Start of Supplied material

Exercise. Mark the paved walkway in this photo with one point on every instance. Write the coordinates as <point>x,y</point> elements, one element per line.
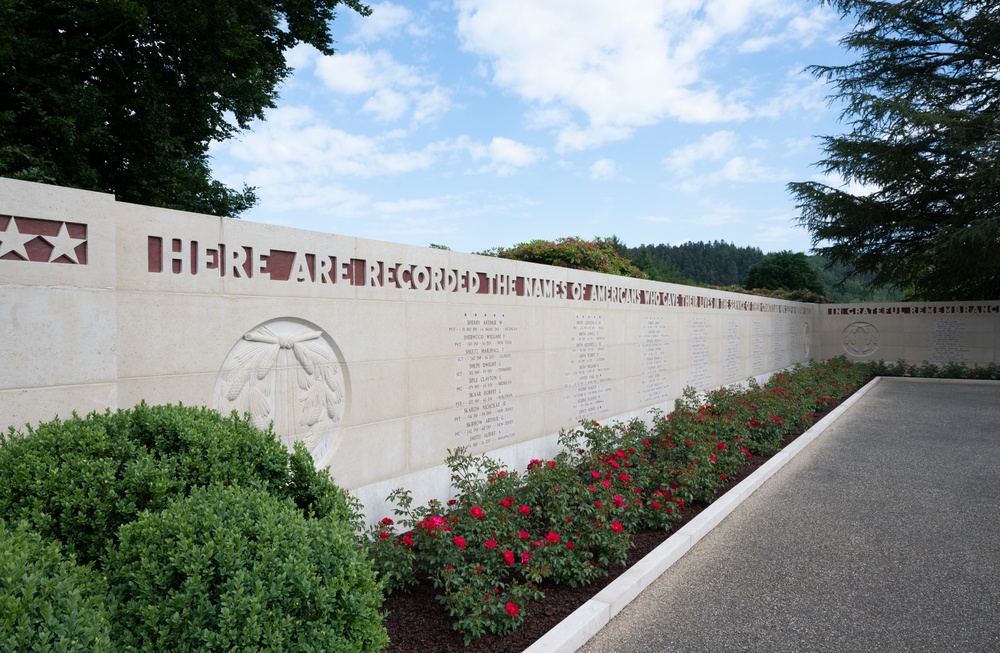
<point>882,535</point>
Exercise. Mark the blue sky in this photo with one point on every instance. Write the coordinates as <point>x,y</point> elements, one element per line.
<point>481,123</point>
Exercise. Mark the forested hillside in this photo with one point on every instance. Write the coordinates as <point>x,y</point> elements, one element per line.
<point>719,263</point>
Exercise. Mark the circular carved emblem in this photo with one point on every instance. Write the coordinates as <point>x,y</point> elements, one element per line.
<point>290,373</point>
<point>860,339</point>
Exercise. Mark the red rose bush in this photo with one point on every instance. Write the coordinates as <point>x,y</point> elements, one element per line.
<point>488,550</point>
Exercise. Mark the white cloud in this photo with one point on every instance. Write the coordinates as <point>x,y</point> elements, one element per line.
<point>596,70</point>
<point>358,72</point>
<point>714,146</point>
<point>409,206</point>
<point>385,20</point>
<point>295,143</point>
<point>393,88</point>
<point>801,30</point>
<point>502,156</point>
<point>722,149</point>
<point>603,169</point>
<point>743,170</point>
<point>387,105</point>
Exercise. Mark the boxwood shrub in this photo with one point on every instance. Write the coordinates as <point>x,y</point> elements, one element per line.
<point>48,602</point>
<point>229,568</point>
<point>79,480</point>
<point>212,535</point>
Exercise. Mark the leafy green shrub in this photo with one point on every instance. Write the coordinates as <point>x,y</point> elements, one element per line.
<point>79,480</point>
<point>598,255</point>
<point>230,568</point>
<point>47,602</point>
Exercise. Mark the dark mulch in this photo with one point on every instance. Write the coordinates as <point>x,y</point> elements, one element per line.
<point>417,623</point>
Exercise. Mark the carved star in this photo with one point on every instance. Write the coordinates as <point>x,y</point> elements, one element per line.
<point>13,240</point>
<point>63,245</point>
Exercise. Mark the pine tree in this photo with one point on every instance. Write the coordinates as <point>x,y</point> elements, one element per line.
<point>923,104</point>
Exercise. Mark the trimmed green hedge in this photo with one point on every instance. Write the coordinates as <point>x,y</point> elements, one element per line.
<point>48,602</point>
<point>229,568</point>
<point>212,535</point>
<point>79,480</point>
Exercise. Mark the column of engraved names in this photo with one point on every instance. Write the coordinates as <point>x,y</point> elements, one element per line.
<point>757,348</point>
<point>777,343</point>
<point>653,344</point>
<point>484,380</point>
<point>948,340</point>
<point>700,374</point>
<point>732,365</point>
<point>589,370</point>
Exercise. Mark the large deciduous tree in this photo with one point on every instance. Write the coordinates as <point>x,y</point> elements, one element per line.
<point>923,103</point>
<point>125,96</point>
<point>784,271</point>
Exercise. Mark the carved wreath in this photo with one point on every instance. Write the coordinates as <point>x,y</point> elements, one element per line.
<point>313,395</point>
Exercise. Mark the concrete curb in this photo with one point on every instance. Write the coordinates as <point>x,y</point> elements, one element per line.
<point>573,632</point>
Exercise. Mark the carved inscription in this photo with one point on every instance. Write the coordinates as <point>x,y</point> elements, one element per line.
<point>949,341</point>
<point>186,257</point>
<point>757,348</point>
<point>794,341</point>
<point>586,381</point>
<point>42,241</point>
<point>484,380</point>
<point>860,339</point>
<point>777,344</point>
<point>732,367</point>
<point>286,372</point>
<point>700,374</point>
<point>653,346</point>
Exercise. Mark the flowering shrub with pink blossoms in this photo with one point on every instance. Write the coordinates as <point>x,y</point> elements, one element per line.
<point>488,550</point>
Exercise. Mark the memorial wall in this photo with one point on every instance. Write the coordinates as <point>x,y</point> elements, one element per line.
<point>383,357</point>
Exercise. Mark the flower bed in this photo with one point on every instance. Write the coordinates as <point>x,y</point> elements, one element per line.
<point>508,535</point>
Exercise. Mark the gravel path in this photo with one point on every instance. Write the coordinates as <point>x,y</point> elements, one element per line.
<point>882,535</point>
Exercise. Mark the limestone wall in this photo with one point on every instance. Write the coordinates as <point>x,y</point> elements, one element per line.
<point>935,332</point>
<point>381,357</point>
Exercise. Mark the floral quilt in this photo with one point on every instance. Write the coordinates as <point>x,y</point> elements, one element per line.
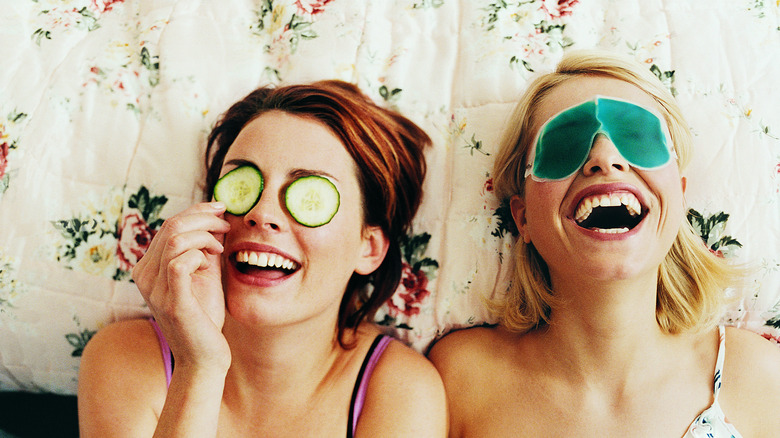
<point>105,106</point>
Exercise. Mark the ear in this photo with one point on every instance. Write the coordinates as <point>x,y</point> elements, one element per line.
<point>375,244</point>
<point>517,207</point>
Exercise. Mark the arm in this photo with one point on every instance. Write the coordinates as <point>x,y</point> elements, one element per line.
<point>121,382</point>
<point>180,279</point>
<point>751,383</point>
<point>405,397</point>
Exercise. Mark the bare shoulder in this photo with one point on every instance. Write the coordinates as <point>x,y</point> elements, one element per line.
<point>471,365</point>
<point>458,352</point>
<point>121,378</point>
<point>752,356</point>
<point>405,396</point>
<point>751,383</point>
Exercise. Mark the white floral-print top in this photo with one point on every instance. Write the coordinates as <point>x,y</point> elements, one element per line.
<point>712,422</point>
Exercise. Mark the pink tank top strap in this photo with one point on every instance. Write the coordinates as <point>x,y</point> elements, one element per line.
<point>361,385</point>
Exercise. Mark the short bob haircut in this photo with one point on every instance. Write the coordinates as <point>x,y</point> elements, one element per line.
<point>691,280</point>
<point>388,150</point>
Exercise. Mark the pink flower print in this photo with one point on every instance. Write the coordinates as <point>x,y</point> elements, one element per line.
<point>311,7</point>
<point>104,5</point>
<point>413,292</point>
<point>558,8</point>
<point>135,236</point>
<point>4,149</point>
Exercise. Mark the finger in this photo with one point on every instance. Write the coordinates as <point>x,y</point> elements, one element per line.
<point>198,239</point>
<point>179,277</point>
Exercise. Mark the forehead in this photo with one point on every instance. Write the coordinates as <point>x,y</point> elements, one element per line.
<point>281,139</point>
<point>583,88</point>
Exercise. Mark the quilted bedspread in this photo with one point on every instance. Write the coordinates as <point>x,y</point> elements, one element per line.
<point>105,106</point>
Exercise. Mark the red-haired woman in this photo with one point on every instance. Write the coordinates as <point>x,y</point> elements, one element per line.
<point>260,312</point>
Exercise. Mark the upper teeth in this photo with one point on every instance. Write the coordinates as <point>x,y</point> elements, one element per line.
<point>265,260</point>
<point>613,200</point>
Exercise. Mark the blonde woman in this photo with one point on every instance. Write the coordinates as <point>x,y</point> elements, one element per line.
<point>610,326</point>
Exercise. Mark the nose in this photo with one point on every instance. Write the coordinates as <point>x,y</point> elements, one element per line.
<point>604,158</point>
<point>267,213</point>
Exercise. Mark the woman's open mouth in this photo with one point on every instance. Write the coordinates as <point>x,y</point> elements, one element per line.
<point>264,264</point>
<point>612,213</point>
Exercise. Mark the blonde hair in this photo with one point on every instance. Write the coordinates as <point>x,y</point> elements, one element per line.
<point>691,280</point>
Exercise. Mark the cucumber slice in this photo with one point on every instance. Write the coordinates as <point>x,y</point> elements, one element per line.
<point>312,200</point>
<point>239,189</point>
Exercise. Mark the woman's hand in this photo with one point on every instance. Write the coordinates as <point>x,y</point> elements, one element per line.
<point>180,279</point>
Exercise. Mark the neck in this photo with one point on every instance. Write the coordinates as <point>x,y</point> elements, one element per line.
<point>604,330</point>
<point>278,360</point>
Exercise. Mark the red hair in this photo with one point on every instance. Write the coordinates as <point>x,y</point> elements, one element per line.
<point>387,149</point>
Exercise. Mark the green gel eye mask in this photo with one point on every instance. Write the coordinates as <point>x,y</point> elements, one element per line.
<point>311,200</point>
<point>563,143</point>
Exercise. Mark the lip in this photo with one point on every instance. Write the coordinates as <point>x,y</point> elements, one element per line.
<point>254,280</point>
<point>603,189</point>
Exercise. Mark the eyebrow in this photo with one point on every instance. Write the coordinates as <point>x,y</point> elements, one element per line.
<point>293,174</point>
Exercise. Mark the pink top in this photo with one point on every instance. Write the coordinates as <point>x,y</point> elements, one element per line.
<point>358,393</point>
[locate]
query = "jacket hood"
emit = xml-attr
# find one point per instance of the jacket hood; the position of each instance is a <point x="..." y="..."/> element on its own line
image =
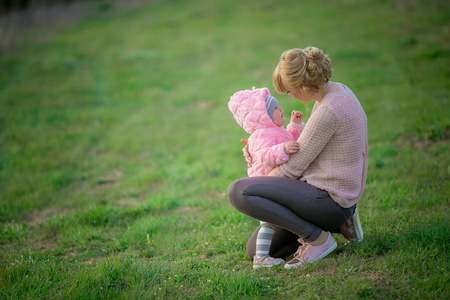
<point x="249" y="109"/>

End of Supplied material

▶ **Task description**
What lines in the material include the string "hood"? Pull each one out.

▶ **Task output**
query = "jacket hood"
# find one point per instance of the jacket hood; the position of each instance is a <point x="..." y="..."/> element on its own line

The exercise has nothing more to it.